#### [Problem to solve]
Omit every image, and transcribe the remaining entries exactly as given.

#### [Records for this exercise]
* Start *
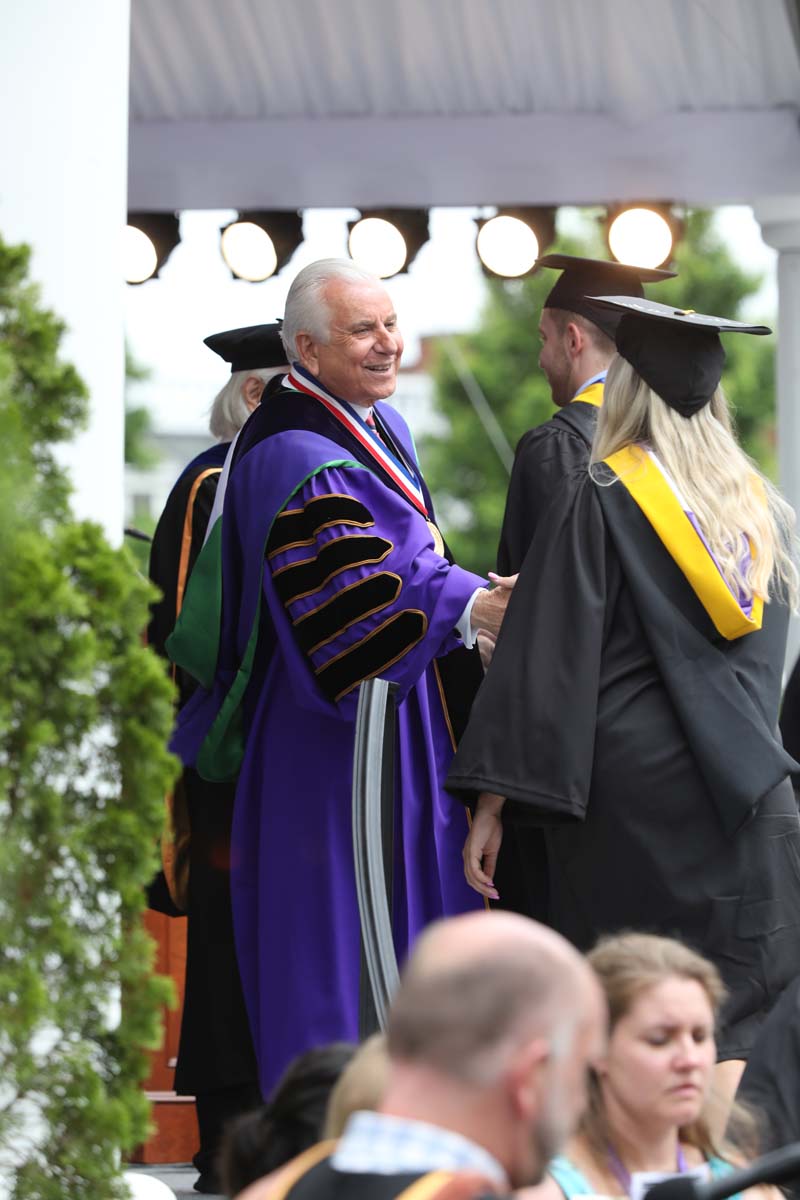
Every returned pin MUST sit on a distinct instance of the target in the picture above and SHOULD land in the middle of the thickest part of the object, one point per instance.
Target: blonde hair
(361, 1085)
(627, 965)
(721, 485)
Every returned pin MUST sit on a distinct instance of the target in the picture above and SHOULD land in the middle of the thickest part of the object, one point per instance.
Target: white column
(64, 154)
(780, 221)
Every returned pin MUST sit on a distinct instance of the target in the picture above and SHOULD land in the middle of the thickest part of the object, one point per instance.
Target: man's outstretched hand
(491, 605)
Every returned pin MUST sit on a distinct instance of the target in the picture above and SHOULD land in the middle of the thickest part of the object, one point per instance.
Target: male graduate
(216, 1062)
(332, 573)
(631, 705)
(577, 347)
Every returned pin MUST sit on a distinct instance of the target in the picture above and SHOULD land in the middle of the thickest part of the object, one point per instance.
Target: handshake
(488, 612)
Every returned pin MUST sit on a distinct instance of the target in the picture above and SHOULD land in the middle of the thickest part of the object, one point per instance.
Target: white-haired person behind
(215, 1059)
(651, 1102)
(631, 706)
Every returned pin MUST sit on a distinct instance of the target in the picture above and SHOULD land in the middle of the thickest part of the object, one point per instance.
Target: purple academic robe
(353, 588)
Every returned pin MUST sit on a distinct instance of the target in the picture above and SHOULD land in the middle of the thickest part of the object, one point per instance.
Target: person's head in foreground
* End *
#### [Task response]
Every returned pin MUST sit on a distinct instance of the target in the picture above and SHOULD land in the middle of the thickest part of the object, one point per instance.
Target: blonde hair
(361, 1085)
(627, 965)
(721, 485)
Every returned pin MUST sit on a distinct instance of the target in the picture above and SHOULD land in the middle of the thickest part of the object, one point per instance.
Target: white column
(64, 154)
(780, 221)
Every returned pin MUST sit on a distinct instance of the target in the picture above and SHOULD land in the middle of the thickest part of the object, one point per instance.
Target: man's outstretched hand
(491, 605)
Every returned pin MUST sit on a distinct instance of the target in the picture above and SHOULD land in the middle of the thickest part of the object, one point per instance.
Target: male graduate
(216, 1062)
(332, 573)
(631, 705)
(577, 347)
Every returned pin MUST sit on a distinct instance of the target in the picture above and SHOULD land in the middle of the thickest part of the object, one point per instance.
Target: handshake
(488, 612)
Every returned pin MUST sit on a distinct instance of the target in the picture above and SHOULD land in the middle of the thickest part of the object, one point per instance.
Target: white-haired person behind
(215, 1059)
(651, 1102)
(631, 706)
Every returned pin MUST sit on a distinct instance of the target in the picture above and SHOULD land in the middle of the thickest part of the object, one point per instance.
Target: purple academic robe
(353, 588)
Every returned pin MUST sit on a distinct instance of the target in the picture above and SHOULD land in the middle of the thickest part of the object, one point per instance.
Target: person's head in foreground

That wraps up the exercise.